#### GOAL OF THE EXERCISE:
Find every line in the listing below that contains the string "paper", matching case exactly, and copy each such line in full.

#### EXERCISE MATERIAL:

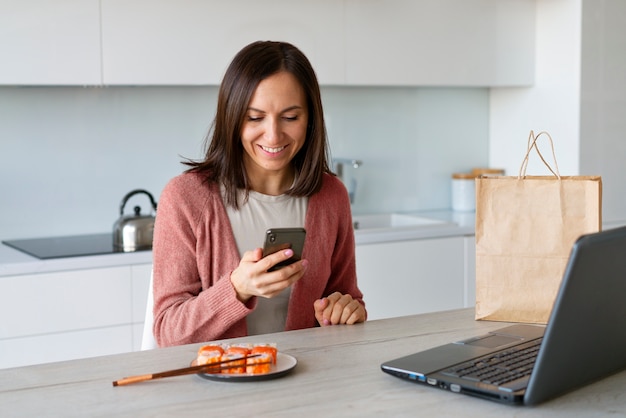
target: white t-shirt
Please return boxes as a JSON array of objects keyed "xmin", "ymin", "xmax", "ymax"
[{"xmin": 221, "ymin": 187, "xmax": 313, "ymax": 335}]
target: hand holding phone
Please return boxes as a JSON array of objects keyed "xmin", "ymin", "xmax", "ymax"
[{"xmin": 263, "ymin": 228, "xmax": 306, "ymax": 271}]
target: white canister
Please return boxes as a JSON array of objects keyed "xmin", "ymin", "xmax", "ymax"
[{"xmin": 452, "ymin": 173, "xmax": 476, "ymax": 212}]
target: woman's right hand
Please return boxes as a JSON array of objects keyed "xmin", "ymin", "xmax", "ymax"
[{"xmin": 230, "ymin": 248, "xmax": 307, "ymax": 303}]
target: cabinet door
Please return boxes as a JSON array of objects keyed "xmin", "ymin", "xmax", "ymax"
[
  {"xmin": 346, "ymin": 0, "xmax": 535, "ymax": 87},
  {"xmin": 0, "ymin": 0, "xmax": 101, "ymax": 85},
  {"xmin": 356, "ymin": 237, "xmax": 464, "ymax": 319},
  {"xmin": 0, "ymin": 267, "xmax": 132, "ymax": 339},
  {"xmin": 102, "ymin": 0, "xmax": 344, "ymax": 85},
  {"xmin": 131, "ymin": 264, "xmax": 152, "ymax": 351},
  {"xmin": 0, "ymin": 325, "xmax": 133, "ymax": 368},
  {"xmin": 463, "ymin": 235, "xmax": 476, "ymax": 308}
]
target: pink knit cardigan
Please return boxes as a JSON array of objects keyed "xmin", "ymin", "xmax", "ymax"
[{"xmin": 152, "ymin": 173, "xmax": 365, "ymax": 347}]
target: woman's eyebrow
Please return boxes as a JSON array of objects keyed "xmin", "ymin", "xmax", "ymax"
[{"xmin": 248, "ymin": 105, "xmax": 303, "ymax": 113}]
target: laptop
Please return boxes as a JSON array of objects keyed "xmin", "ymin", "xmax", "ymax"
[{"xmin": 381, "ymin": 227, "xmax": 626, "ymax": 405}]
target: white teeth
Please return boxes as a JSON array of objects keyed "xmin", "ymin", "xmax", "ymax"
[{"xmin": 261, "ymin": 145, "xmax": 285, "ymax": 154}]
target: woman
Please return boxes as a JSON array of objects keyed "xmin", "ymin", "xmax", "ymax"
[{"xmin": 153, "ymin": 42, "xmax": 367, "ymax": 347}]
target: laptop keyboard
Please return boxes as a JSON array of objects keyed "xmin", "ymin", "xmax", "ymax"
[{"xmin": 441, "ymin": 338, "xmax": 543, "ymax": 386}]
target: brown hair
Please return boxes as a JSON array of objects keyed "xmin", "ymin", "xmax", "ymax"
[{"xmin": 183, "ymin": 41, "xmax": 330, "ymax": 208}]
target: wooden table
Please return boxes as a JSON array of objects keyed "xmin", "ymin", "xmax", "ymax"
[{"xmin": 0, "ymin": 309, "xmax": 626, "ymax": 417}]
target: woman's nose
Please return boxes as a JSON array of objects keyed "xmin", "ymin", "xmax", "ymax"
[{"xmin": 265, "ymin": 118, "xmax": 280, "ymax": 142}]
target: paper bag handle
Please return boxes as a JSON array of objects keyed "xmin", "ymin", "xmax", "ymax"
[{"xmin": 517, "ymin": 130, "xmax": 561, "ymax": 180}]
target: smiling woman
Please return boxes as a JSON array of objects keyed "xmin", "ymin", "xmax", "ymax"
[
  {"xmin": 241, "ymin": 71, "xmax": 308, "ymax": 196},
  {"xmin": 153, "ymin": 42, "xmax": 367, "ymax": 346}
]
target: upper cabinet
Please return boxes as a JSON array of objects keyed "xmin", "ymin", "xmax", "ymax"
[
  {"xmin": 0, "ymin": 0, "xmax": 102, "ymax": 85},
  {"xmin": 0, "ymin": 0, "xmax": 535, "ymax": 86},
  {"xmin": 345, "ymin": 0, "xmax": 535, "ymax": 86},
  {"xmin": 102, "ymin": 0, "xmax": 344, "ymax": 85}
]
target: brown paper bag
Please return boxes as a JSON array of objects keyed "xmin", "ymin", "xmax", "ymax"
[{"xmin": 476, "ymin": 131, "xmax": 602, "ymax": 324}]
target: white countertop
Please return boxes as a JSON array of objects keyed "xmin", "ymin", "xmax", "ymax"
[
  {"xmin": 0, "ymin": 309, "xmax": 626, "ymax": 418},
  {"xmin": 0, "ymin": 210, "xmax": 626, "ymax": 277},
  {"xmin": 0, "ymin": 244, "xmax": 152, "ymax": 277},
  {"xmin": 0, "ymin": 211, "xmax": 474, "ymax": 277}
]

--

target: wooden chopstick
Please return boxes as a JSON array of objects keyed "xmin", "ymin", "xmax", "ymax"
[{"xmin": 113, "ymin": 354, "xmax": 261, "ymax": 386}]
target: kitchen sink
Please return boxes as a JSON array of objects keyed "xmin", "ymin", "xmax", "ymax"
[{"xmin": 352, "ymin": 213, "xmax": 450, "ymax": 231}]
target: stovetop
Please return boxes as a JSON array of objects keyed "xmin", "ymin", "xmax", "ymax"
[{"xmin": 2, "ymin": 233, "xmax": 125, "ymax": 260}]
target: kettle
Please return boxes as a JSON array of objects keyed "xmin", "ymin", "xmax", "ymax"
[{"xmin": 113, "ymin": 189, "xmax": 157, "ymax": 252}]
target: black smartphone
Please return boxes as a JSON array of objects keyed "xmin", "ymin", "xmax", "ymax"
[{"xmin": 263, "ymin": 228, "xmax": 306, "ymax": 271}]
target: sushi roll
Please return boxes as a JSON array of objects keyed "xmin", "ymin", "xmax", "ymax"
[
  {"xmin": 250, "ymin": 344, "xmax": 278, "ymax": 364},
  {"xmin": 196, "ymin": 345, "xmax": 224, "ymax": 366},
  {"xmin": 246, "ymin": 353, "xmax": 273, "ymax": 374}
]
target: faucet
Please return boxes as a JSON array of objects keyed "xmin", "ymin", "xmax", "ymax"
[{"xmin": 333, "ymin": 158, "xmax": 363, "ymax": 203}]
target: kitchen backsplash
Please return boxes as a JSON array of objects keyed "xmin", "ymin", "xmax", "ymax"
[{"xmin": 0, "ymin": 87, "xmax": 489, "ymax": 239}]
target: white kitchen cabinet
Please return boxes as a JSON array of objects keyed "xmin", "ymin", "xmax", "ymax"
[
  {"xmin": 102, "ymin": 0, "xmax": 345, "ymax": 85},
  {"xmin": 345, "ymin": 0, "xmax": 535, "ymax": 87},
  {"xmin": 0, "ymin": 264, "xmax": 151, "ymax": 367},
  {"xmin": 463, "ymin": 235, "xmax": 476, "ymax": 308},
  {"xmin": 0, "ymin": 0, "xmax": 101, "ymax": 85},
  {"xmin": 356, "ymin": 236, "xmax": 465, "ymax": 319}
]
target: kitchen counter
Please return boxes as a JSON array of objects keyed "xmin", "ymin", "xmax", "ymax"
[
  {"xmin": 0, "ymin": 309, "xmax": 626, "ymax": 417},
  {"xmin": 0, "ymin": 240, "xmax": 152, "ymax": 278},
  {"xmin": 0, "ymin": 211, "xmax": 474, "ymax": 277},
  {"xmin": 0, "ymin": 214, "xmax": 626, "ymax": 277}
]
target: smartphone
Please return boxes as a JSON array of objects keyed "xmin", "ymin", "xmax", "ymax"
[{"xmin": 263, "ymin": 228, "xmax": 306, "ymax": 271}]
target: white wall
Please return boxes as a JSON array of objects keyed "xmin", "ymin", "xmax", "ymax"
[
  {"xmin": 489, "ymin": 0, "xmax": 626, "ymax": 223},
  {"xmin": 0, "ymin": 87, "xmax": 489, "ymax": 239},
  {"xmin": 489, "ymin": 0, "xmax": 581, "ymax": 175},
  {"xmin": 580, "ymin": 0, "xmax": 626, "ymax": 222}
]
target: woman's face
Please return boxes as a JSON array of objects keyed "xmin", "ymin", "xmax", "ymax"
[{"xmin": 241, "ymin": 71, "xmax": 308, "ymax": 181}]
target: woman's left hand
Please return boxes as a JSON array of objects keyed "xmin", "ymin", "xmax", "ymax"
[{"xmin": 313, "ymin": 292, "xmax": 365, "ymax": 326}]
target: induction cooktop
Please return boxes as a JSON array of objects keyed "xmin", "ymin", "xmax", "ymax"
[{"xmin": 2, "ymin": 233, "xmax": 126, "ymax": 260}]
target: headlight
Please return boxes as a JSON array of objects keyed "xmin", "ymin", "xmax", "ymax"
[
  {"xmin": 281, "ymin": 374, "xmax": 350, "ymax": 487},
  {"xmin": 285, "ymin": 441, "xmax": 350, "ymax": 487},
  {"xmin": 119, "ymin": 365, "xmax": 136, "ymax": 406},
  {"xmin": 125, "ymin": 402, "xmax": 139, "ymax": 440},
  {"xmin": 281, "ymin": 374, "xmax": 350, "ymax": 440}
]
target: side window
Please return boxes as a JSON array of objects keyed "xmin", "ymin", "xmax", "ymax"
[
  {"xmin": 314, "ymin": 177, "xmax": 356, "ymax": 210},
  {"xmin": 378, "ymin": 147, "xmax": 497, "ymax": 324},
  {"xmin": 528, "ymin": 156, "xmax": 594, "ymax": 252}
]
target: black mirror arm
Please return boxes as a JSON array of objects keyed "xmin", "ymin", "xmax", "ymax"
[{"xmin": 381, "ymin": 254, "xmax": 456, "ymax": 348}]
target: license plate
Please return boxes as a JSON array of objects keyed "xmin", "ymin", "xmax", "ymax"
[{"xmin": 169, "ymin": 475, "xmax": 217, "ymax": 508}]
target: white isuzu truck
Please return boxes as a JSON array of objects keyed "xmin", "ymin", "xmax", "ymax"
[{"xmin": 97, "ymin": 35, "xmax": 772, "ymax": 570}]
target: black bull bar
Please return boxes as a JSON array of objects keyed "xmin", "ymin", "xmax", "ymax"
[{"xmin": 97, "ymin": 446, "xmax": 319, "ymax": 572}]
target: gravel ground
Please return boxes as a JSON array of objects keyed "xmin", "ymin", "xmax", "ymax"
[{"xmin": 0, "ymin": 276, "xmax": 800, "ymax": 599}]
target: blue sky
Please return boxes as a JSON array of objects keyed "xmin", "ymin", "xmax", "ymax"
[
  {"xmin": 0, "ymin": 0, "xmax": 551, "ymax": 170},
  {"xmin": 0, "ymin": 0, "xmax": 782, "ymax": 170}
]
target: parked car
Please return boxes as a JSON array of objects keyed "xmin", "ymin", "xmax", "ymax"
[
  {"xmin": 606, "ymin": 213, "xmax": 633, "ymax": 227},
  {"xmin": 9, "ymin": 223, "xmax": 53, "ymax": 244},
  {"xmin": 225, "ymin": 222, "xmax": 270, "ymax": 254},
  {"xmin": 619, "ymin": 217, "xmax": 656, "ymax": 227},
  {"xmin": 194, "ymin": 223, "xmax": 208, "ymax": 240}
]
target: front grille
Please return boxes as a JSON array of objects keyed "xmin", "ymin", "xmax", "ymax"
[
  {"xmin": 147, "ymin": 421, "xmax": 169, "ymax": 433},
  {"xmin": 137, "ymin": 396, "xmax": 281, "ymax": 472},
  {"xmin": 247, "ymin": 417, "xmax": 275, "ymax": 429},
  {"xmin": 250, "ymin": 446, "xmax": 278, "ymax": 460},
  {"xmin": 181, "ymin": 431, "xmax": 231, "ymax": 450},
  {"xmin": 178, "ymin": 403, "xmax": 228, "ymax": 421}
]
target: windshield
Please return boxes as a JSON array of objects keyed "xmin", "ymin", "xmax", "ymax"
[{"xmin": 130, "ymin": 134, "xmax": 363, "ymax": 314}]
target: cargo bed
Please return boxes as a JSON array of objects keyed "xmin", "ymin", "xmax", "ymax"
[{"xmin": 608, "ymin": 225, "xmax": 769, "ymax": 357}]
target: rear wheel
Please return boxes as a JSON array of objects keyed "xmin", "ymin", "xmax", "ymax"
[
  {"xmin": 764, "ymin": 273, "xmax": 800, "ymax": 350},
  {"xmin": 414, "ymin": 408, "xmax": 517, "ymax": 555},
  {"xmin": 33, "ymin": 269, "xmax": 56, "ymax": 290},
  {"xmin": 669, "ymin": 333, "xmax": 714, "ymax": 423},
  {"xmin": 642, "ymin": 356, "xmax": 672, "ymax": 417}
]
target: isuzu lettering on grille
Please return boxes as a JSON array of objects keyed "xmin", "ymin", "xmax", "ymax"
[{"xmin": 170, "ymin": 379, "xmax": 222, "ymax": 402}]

---

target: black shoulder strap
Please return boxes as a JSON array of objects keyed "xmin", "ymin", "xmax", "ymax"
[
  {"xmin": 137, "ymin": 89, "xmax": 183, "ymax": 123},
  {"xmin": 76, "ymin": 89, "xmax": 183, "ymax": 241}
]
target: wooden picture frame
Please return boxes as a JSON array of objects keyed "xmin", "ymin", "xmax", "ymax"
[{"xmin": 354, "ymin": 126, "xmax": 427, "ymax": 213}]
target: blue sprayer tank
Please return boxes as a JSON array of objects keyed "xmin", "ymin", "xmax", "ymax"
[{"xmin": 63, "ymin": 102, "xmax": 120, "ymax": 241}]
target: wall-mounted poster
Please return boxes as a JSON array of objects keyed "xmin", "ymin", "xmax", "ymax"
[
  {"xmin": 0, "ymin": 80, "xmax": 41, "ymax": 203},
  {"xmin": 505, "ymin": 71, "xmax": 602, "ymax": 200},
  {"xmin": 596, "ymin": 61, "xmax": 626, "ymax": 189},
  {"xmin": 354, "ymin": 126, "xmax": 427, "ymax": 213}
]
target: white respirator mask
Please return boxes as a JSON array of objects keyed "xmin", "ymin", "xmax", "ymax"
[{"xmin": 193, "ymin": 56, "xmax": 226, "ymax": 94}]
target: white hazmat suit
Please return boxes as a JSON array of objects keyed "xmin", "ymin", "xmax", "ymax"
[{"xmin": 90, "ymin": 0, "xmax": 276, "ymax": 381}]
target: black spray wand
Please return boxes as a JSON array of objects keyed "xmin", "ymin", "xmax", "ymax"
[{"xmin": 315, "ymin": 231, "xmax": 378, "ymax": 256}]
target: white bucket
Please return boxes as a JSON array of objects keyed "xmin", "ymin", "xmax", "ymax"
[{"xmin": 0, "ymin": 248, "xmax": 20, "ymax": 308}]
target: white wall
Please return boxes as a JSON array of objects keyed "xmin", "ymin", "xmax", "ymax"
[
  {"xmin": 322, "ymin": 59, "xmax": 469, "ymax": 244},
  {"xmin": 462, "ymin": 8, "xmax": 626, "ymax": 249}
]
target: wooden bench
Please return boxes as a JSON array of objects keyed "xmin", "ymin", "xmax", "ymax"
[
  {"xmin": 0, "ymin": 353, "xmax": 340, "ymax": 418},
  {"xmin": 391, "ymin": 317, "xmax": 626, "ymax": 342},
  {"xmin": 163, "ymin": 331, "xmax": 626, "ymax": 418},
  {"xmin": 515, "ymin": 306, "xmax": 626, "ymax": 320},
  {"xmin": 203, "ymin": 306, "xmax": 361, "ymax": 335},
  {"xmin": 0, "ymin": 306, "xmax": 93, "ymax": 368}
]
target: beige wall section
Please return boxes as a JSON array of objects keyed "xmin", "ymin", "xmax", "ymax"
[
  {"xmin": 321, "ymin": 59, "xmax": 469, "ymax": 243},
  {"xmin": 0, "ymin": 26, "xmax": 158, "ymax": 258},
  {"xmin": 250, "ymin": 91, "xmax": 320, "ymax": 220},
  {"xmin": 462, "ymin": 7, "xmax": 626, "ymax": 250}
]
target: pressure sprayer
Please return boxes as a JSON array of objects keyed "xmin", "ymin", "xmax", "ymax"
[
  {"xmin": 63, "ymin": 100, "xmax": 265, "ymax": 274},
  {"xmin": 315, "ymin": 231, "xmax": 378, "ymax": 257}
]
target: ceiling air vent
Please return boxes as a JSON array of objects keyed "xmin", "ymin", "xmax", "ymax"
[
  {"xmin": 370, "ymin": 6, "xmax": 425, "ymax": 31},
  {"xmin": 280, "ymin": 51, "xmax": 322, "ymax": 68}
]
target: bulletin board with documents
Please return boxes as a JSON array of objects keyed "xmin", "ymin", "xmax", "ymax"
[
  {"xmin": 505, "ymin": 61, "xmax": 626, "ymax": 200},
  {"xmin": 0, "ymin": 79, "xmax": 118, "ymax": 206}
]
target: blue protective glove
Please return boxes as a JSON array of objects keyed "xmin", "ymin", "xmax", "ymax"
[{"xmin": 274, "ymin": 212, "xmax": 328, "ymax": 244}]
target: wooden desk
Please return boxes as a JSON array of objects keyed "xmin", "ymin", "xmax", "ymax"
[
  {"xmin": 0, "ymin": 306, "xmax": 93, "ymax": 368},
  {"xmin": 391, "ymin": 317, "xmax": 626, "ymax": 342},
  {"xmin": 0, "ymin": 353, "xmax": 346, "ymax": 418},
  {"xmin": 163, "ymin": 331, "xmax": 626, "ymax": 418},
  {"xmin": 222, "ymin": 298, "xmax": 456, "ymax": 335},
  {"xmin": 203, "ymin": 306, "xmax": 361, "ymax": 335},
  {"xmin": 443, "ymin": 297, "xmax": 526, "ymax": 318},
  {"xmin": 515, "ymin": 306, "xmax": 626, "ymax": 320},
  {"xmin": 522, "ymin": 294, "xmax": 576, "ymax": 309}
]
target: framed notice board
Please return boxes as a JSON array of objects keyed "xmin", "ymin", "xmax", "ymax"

#### CORRECT RESPONSE:
target: paper bag handle
target: brown paper bag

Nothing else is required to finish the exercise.